- [Excerpted text]
228. Summary Ranges

Given a sorted integer array without duplicates, return the summary of its ranges.

For example, given [0,1,2,4,5,7], return ["0->2","4->5","7"].

Solution 1, Extend the original array to include last number twice, this is deal-breaker.

public class Solution {
    public List<String> summaryRanges(int[] nums) {
        List<String> res = new ArrayList<>();
        if(nums == null || nums.length == 0) return res;
        int[] extend = new int[nums.length+1];
        for(int i=0; i< nums.length; i++){
            extend[i] = nums[i];
        }
        extend[nums.length] = extend[nums.length-1];
        int start = extend[0];
        for(int i=1; i< extend.length; i++){
            if(extend[i] != extend[i-1] +1){
                int end = extend[i-1];
                if(start == end){
                    res.add(Integer.toString(start));
                }else{
                    res.add(start + "->" + end);
                }

                start = extend[i];
            }
        }

        return res;

    }
}

without extending, special check in the ending index

public class Solution {
    public List<String> summaryRanges(int[] nums) {

        List<String> res = new ArrayList<>();
        if(nums == null || nums.length == 0) return res;

        int start = nums[0];
        for(int i=1; i<=nums.length; i++){
            if(i == nums.length){
                if(start == nums[nums.length-1]){
                    res.add(Integer.toString(start));
                }else{
                    res.add(start + "->" + nums[nums.length-1]);
                }
                break;
            }
            if(nums[i] != nums[i-1] +1){
                int end = nums[i-1];
                if(start == end){
                    res.add(Integer.toString(start));
                }else{
                    res.add(start + "->" + end);
                }
                start = nums[i];
            }
        }

        return res;
    }
}

- [Do this] Please reproduce the Summary Ranges text above word for word, starting with "Given a sorted" and going on through "this is deal-breaker.".

- [Provided records]
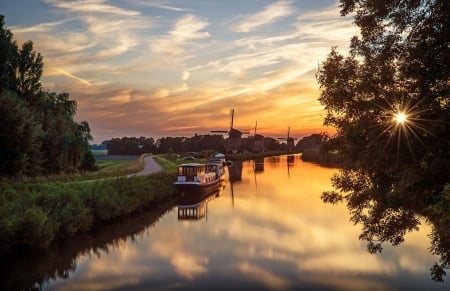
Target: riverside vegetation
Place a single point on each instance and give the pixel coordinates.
(36, 212)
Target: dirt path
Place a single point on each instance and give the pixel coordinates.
(150, 167)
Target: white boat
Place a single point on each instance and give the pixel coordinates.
(216, 167)
(195, 177)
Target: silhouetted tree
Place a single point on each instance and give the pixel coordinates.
(399, 64)
(41, 135)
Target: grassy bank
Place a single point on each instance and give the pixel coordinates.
(34, 213)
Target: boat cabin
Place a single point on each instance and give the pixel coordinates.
(194, 172)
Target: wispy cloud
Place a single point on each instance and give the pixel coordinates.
(92, 6)
(270, 14)
(162, 5)
(185, 30)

- [Result for this task]
Given a sorted integer array without duplicates, return the summary of its ranges.

For example, given [0,1,2,4,5,7], return ["0->2","4->5","7"].

Solution 1, Extend the original array to include last number twice, this is deal-breaker.